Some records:
..............................

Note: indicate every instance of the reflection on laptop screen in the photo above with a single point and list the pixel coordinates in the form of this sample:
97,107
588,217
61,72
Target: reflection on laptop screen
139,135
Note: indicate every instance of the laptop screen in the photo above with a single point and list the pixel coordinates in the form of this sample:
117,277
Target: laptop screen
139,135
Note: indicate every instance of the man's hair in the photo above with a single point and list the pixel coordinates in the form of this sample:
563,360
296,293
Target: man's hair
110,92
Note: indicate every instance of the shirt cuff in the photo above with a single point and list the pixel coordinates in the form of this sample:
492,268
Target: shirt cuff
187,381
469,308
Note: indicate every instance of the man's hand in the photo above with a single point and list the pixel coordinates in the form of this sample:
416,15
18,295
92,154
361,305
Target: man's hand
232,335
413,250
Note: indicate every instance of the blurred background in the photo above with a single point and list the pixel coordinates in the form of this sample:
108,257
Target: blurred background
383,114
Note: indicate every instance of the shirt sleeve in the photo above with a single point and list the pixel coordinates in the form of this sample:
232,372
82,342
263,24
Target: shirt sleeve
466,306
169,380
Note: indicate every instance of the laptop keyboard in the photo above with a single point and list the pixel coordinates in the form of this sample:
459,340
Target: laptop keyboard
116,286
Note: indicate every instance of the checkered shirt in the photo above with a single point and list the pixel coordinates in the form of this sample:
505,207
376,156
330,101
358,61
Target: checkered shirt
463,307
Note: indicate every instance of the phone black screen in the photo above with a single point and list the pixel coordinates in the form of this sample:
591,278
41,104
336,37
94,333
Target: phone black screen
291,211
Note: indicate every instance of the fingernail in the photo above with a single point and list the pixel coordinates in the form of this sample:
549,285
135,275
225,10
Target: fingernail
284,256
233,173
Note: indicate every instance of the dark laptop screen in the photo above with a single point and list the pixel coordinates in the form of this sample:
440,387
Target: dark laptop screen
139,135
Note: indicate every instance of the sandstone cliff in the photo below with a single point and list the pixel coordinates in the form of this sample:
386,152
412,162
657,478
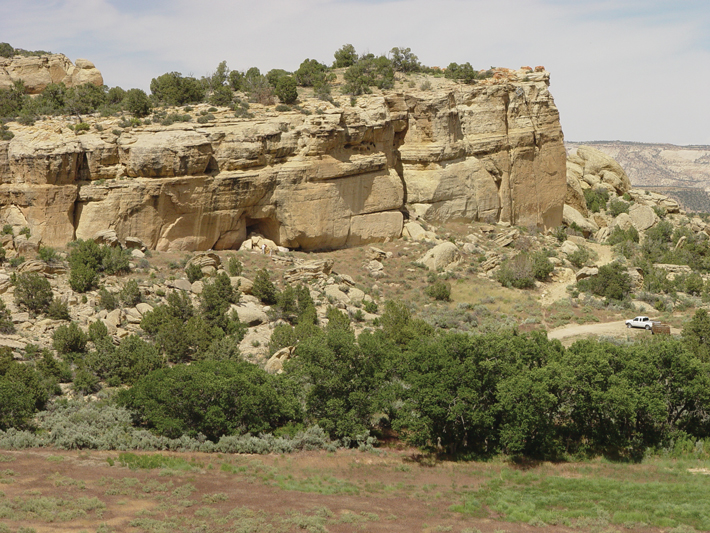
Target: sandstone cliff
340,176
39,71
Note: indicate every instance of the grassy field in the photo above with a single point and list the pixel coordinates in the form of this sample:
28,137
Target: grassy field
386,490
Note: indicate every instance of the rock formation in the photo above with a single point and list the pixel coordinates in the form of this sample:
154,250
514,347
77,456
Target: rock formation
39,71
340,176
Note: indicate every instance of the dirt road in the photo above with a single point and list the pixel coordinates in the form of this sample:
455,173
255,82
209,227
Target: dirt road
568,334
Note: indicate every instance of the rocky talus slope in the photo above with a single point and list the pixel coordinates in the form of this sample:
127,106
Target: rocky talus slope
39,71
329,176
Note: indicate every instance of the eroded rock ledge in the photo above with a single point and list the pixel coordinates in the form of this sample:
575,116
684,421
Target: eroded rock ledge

..............................

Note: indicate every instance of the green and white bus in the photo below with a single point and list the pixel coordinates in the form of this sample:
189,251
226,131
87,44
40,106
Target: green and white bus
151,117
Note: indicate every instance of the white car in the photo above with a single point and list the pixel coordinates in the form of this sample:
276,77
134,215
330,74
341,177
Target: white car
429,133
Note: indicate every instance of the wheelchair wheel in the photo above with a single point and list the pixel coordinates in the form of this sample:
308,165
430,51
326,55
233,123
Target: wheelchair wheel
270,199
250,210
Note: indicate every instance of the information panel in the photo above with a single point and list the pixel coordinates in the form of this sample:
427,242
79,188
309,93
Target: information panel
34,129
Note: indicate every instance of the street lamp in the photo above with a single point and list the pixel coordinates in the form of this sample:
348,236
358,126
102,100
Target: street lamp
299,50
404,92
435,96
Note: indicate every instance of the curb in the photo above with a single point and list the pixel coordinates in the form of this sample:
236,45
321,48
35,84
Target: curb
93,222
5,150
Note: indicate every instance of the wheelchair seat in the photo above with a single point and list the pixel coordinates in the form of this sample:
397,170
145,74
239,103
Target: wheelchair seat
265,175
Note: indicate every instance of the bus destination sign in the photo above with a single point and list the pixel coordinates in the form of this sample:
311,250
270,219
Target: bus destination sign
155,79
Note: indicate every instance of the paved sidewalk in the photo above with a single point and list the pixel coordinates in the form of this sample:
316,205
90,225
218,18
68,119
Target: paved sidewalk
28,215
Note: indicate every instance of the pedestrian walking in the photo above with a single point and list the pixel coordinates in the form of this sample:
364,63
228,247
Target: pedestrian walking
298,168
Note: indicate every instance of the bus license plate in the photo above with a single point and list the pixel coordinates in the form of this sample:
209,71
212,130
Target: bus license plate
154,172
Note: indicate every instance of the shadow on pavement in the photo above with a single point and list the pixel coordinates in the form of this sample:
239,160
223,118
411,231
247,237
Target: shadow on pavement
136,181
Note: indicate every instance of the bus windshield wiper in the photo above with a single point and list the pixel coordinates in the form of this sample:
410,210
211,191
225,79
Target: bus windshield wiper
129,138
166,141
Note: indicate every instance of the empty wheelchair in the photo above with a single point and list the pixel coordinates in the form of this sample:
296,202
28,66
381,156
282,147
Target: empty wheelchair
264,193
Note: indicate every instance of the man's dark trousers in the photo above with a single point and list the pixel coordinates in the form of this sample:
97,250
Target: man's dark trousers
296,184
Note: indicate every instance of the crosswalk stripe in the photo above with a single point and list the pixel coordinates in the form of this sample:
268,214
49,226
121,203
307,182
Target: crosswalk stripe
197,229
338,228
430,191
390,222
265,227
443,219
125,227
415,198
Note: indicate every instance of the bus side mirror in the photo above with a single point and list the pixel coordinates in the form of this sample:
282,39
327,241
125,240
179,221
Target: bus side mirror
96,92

..............................

**Work required**: Copy out word for word everything from the line containing "Note: indicate every instance of the eroded" down to the line containing "Target: eroded rock ledge", keeping both of those lines.

**Response to this exercise**:
Note: indicate every instance of the eroded rock ledge in the photo above with a single point and list the pixel coordinates in the form of this sample:
575,116
684,421
Target: eroded rock ledge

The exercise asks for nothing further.